Labeled point data:
<<<<

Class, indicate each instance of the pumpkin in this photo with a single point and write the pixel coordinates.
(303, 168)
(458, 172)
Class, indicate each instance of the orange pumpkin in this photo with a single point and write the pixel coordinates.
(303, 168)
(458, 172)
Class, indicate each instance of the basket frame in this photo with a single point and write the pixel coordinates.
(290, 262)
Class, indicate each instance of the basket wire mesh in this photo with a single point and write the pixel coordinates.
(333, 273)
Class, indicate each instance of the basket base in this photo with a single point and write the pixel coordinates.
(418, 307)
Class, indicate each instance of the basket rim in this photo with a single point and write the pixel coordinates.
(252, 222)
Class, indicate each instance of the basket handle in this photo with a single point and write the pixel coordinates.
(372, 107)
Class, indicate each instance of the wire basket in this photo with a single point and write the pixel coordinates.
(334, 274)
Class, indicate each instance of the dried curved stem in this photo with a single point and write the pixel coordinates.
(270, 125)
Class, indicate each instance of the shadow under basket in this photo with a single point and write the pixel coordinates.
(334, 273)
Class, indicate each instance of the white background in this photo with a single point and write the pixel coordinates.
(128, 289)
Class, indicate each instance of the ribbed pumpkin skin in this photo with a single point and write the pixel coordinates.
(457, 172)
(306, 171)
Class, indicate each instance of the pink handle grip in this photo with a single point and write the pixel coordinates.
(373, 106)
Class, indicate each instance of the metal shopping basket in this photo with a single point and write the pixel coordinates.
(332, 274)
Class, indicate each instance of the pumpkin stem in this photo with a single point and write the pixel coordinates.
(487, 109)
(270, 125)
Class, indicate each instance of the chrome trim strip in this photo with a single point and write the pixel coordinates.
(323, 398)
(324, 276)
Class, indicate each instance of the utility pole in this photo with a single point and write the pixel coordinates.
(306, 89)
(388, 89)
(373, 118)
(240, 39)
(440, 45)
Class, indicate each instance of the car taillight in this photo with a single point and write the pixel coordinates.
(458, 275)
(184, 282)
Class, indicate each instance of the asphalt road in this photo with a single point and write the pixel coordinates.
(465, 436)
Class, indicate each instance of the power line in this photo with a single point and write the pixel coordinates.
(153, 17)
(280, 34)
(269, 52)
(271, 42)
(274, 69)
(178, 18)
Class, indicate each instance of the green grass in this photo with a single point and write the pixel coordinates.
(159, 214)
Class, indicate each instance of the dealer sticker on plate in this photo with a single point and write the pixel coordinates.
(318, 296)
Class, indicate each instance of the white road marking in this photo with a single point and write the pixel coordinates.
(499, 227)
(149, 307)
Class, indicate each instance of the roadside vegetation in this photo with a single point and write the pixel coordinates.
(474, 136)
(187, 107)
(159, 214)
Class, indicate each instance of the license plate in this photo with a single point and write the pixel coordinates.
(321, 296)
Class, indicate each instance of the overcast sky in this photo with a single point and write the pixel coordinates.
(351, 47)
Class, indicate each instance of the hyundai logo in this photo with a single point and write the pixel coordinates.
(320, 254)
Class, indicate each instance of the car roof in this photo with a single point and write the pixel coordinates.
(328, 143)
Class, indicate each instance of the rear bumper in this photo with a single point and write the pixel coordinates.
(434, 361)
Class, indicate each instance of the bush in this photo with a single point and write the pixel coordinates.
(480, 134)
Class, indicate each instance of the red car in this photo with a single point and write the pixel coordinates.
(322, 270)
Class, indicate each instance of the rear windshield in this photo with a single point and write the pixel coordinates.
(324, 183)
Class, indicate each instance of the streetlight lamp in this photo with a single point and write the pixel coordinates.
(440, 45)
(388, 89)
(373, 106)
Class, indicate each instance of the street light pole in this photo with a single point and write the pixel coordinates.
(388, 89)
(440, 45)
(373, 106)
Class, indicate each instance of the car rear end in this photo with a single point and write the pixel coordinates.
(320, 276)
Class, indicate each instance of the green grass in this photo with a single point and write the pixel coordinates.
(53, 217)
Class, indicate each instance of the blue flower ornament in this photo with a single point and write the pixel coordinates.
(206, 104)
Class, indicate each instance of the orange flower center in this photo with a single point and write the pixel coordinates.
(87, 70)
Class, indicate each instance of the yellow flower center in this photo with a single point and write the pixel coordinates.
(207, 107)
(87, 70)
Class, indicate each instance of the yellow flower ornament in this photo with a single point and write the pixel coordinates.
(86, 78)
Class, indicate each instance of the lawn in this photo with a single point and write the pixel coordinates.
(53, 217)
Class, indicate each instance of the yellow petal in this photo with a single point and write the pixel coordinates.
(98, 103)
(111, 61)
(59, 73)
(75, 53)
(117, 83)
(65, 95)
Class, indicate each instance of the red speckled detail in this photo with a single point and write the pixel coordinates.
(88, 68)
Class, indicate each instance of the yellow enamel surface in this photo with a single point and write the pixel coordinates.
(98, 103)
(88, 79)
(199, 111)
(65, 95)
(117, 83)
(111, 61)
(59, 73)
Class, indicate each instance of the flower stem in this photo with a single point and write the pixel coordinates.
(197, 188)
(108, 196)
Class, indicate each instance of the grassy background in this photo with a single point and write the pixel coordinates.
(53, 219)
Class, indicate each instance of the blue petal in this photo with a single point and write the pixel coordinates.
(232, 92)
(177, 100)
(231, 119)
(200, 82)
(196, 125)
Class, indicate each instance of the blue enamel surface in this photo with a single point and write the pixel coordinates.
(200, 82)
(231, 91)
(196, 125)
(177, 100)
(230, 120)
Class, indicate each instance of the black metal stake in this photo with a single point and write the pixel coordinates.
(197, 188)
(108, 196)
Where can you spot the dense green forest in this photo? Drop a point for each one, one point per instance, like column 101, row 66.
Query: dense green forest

>>>>

* Exercise requirements
Could you retype all of the data above, keeping every line unchanged?

* Final answer
Class, indicate each instance of the pumpkin in this photo with a single point and write the pixel coordinates.
(303, 168)
(458, 172)
Class, indicate each instance of the orange pumpkin in this photo with a single point and write the pixel coordinates.
(303, 168)
(458, 172)
Class, indicate each instance of the basket frame in this photo with a single point and write the pixel coordinates.
(290, 262)
Class, indicate each instance of the basket wire mesh in this photo with a single point and write the pixel coordinates.
(333, 273)
Class, indicate each instance of the basket base in this photo with a single point and write the pixel coordinates.
(418, 307)
Class, indicate each instance of the basket rim in this photo with a single point and write the pixel coordinates.
(252, 222)
Class, indicate each instance of the basket handle in this photo with a single point and write the pixel coordinates.
(372, 107)
Class, indicate each instance of the wire basket in this photo with a single point and write the pixel coordinates.
(334, 274)
Class, indicate each instance of the dried curved stem in this photo with a single point and write the pixel coordinates.
(270, 125)
Class, indicate each instance of the shadow under basket in this photo with a single point and write the pixel coordinates.
(334, 273)
Class, indicate each instance of the white background in this photo with a single point and write the pixel coordinates.
(128, 289)
Class, indicate each instance of the ribbed pumpkin skin in this photo with a single point and write the pixel coordinates.
(457, 172)
(306, 171)
Class, indicate each instance of the pink handle grip in this photo with a single point and write the pixel coordinates.
(373, 106)
Class, indicate each instance of the metal shopping basket in this photo with a single point and write the pixel coordinates.
(332, 274)
Class, indicate each instance of the pumpkin stem in this photo with a single point and write the pixel coordinates.
(487, 109)
(270, 125)
Class, indicate each instance of the chrome trim strip in this photo with a single point and write the pixel coordinates.
(323, 398)
(324, 276)
Class, indicate each instance of the utility pole in this photo with a single point and write the pixel coordinates.
(306, 89)
(388, 89)
(373, 118)
(240, 39)
(440, 45)
Class, indicate each instance of the car taillight in this photo with a single point and write the pixel coordinates.
(458, 275)
(184, 282)
Class, indicate each instance of the asphalt road in this photo with a single point and write the pixel coordinates.
(465, 436)
Class, indicate each instance of the power line in this photo with a single point and write the pixel coordinates.
(153, 17)
(280, 34)
(269, 52)
(271, 42)
(274, 69)
(178, 18)
Class, indicate each instance of the green grass in this photo with a single point and write the pixel coordinates.
(159, 214)
Class, indicate each instance of the dealer sticker on plate in this photo with a single point and write the pixel coordinates.
(318, 296)
Class, indicate each instance of the white road marking in this photo with a single point and write the pixel coordinates.
(499, 227)
(149, 307)
Class, indicate each instance of the roadside vegetation in this photo with a single point and write the pixel coordinates.
(474, 136)
(187, 107)
(159, 214)
Class, indicate each instance of the license plate in this photo with a single point and write the pixel coordinates.
(321, 296)
Class, indicate each instance of the overcast sky in this photo with a single point and write the pixel coordinates.
(351, 47)
Class, indicate each instance of the hyundai logo in this photo with a single point and write the pixel coordinates.
(320, 254)
Class, indicate each instance of the car roof in this photo with a single point and write the pixel coordinates.
(328, 143)
Class, indicate each instance of the rear bumper in this photo with a single point and write the pixel coordinates.
(434, 361)
Class, indicate each instance of the bush in this photo with a single point and write the pixel coordinates.
(480, 134)
Class, indicate each instance of the red car in this photo with a single point and write the pixel coordinates.
(322, 270)
Class, indicate each instance of the rear windshield in this photo with a single point and write the pixel coordinates.
(324, 183)
Class, indicate each instance of the streetlight lamp in this photo with a single point and write the pixel coordinates.
(440, 45)
(388, 89)
(373, 106)
Class, indicate each instance of the street light pole in this photo with a single point and write the pixel coordinates.
(388, 89)
(440, 45)
(373, 106)
Class, indicate each instance of the car rear end in this photo with a single point and write the pixel coordinates.
(320, 276)
Class, indicate each instance of the green grass in this photo with a single point and write the pixel coordinates.
(53, 217)
Class, indicate each instance of the blue flower ornament in this photo with a single point and write the pixel coordinates.
(206, 104)
Class, indicate each instance of the orange flower center in this photo with a single point and write the pixel coordinates.
(87, 70)
Class, indicate each instance of the yellow flower center in this photo with a single point and write the pixel coordinates.
(207, 107)
(87, 70)
Class, indicate each instance of the yellow flower ornament in this photo with a single point and write the pixel coordinates.
(86, 78)
Class, indicate each instance of the lawn in this photo with a single point and write the pixel coordinates.
(53, 217)
Class, indicate each instance of the yellow petal in this photo with a single point and write the pixel coordinates.
(98, 103)
(111, 61)
(59, 73)
(75, 53)
(117, 83)
(65, 95)
Class, indicate each instance of the red speckled detail in this photo with a single point and write the pixel coordinates.
(88, 68)
Class, indicate each instance of the yellow enamel surface in this photo with a single point and write the pixel coordinates.
(98, 103)
(88, 79)
(199, 111)
(65, 95)
(117, 83)
(111, 61)
(59, 73)
Class, indicate each instance of the flower stem in this photo with a single point and write the pixel coordinates.
(197, 188)
(108, 196)
Class, indicate each instance of the grassy background in this photo with a single point and write the pixel coordinates.
(53, 219)
Class, indicate each instance of the blue petal in this photo with a single point and write the pixel coordinates.
(232, 92)
(177, 100)
(231, 119)
(200, 82)
(196, 125)
Class, indicate each instance of the blue enamel surface in this photo with a single point and write the pixel coordinates.
(200, 82)
(231, 91)
(196, 125)
(177, 100)
(230, 120)
Class, indicate each instance of the black metal stake in this photo with a single point and write the pixel coordinates.
(197, 188)
(108, 196)
Where can you spot the dense green forest in this photo? Drop a point for each one, one point per instance, like column 101, row 66.
Query: dense green forest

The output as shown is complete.